*Material for this task*
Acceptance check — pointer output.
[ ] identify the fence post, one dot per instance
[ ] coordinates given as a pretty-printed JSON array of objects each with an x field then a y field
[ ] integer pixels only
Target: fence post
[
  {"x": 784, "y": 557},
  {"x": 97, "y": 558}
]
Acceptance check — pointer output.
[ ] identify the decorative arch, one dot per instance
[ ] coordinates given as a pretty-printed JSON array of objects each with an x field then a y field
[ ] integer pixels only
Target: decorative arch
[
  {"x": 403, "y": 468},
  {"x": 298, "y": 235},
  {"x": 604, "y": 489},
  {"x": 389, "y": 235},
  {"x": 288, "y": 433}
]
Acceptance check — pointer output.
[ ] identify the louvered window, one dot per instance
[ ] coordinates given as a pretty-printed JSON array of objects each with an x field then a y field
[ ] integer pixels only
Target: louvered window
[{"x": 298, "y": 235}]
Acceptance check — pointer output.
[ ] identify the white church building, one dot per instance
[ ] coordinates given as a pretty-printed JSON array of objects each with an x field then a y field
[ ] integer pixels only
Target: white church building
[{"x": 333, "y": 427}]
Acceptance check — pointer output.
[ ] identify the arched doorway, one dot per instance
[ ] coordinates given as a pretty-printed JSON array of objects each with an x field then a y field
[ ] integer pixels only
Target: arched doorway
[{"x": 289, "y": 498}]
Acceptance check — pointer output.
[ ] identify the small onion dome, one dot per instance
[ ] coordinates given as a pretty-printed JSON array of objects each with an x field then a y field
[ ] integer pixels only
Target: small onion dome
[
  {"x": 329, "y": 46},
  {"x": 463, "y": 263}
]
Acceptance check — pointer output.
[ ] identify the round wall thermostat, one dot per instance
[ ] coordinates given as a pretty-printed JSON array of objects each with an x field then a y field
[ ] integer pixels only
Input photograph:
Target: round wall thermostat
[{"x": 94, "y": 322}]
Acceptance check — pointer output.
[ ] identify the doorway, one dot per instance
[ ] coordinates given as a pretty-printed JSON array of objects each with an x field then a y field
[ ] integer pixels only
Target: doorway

*Work required*
How many lines of the listing above contain the string "small", matched case-sensitively? Give only the number.

*Response*
2